Location labeling records:
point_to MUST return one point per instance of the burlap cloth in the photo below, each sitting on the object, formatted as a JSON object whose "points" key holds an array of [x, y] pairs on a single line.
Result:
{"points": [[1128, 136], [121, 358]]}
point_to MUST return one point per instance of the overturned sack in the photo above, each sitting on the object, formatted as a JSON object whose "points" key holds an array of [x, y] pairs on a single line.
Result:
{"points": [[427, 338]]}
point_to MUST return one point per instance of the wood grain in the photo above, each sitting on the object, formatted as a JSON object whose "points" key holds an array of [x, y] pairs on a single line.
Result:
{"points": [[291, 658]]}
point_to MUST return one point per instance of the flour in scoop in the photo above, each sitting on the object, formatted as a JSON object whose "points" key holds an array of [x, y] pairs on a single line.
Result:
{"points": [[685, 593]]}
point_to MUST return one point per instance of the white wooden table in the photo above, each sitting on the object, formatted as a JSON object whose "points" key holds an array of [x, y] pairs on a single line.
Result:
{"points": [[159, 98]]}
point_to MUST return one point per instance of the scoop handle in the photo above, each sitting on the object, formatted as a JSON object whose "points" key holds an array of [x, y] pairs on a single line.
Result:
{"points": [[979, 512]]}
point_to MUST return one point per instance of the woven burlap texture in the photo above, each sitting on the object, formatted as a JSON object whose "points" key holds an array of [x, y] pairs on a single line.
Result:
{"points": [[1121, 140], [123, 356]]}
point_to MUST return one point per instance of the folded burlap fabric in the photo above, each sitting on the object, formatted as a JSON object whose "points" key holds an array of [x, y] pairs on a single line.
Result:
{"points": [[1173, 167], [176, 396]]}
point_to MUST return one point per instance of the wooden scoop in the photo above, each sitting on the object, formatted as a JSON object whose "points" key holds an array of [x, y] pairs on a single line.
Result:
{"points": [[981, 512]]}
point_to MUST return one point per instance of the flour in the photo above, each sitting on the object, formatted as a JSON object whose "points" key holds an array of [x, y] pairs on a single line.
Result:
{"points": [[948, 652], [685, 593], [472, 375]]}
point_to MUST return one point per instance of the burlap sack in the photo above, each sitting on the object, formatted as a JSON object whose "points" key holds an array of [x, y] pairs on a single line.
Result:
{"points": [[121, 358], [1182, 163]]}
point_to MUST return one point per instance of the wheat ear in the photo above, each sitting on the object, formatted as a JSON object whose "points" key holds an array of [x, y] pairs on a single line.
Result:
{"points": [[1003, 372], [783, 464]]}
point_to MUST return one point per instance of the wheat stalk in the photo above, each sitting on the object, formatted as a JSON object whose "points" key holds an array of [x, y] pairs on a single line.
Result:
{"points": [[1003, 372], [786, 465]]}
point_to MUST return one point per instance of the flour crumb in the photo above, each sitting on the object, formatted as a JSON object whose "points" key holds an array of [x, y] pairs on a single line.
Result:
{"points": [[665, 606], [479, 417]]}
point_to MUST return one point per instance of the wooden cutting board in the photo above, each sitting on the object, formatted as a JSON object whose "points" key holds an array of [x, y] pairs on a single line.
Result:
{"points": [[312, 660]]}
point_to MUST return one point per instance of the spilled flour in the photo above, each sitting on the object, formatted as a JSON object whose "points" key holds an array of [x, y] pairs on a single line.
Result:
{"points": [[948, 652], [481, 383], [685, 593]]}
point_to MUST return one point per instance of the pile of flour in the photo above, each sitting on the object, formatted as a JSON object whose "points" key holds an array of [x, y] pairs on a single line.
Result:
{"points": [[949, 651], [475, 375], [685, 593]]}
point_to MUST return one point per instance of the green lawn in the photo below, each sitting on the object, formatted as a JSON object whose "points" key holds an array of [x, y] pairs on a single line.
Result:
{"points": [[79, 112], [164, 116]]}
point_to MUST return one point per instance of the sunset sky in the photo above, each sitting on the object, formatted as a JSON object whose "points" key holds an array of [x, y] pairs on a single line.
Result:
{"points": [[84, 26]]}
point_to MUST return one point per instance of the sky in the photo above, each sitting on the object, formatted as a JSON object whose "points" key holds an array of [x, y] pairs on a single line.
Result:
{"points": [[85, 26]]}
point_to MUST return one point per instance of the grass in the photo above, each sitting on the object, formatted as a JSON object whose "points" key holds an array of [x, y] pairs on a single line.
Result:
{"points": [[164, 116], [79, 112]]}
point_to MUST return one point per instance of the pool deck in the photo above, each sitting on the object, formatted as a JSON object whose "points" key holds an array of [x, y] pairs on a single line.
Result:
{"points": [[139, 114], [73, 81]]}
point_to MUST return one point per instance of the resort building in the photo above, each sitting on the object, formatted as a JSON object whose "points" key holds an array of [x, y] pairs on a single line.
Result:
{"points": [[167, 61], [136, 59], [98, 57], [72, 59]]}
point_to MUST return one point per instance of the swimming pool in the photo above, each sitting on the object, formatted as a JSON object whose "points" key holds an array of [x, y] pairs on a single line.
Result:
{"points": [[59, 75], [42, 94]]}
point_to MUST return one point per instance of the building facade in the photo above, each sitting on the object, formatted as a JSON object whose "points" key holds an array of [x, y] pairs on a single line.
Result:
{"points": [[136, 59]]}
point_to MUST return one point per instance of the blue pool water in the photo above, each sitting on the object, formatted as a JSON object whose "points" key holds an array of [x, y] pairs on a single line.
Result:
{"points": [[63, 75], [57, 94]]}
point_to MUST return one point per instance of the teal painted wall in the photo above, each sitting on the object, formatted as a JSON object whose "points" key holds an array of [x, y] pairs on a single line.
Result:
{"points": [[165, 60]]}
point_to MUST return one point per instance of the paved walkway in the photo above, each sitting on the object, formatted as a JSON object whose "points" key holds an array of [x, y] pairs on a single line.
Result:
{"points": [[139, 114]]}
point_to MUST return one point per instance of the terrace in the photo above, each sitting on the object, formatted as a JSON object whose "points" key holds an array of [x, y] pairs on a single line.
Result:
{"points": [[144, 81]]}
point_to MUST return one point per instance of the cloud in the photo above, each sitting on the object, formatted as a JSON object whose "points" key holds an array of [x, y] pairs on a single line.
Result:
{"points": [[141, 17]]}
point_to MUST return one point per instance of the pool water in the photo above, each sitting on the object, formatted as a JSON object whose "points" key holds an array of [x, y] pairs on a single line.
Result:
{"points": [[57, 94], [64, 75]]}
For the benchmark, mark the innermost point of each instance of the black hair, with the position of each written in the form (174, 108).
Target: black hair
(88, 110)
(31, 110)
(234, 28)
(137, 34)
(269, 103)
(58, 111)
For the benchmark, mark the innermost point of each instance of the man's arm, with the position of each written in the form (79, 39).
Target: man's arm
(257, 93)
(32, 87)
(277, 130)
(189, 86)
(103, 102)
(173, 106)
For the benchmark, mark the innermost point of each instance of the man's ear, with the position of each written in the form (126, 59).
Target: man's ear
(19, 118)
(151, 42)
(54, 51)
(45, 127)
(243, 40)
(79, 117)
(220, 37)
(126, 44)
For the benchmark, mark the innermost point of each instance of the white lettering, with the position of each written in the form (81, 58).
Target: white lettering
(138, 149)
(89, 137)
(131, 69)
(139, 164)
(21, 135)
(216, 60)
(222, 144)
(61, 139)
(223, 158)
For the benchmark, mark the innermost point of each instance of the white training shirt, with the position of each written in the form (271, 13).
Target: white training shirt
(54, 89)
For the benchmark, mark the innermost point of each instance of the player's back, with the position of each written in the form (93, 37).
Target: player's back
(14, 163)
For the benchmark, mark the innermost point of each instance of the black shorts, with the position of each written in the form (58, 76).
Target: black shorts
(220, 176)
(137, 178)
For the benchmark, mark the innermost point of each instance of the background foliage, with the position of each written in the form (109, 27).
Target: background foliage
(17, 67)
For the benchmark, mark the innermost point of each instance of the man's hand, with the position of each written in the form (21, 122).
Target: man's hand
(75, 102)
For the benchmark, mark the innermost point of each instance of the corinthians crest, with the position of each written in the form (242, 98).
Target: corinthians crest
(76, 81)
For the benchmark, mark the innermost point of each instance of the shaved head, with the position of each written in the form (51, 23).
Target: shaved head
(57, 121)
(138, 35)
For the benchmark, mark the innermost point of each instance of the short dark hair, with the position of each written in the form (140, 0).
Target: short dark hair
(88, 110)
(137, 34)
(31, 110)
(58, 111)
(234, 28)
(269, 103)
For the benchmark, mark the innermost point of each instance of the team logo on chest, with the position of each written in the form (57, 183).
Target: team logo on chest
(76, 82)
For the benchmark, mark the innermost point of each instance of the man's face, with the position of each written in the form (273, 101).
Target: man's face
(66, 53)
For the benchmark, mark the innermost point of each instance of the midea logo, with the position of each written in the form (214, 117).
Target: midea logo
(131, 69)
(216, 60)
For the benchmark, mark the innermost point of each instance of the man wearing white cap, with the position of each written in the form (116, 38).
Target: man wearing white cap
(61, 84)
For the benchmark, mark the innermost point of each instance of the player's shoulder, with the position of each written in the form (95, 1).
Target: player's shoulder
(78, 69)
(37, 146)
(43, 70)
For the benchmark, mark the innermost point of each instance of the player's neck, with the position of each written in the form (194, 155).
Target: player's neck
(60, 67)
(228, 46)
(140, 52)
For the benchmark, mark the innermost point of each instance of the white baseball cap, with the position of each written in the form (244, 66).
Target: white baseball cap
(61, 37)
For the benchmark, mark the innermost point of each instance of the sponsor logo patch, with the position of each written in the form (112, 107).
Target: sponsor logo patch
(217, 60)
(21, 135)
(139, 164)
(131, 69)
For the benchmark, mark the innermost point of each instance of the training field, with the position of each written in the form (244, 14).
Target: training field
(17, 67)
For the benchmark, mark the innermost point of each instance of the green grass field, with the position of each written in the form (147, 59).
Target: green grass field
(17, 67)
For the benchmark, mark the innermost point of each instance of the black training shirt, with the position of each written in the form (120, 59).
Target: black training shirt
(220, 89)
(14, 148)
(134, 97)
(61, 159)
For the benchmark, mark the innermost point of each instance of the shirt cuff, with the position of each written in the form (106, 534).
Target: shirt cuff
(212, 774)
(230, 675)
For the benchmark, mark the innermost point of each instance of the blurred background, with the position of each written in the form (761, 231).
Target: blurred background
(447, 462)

*THE EXERCISE*:
Could you rewrite the records, requests included, starting at the line that contains "form (761, 231)." and running through the end of the records, with every coordinate in the answers scaled by 0.85 and rounded to a whole number, halves rounded up? Leave the numbers in the requests and their format samples unchanged.

*SOLUTION TO THE EXERCISE*:
For the benchmark, mark the innermost point of each instance of the blurred background, with the position of each written in the form (761, 231).
Target: blurred background
(380, 393)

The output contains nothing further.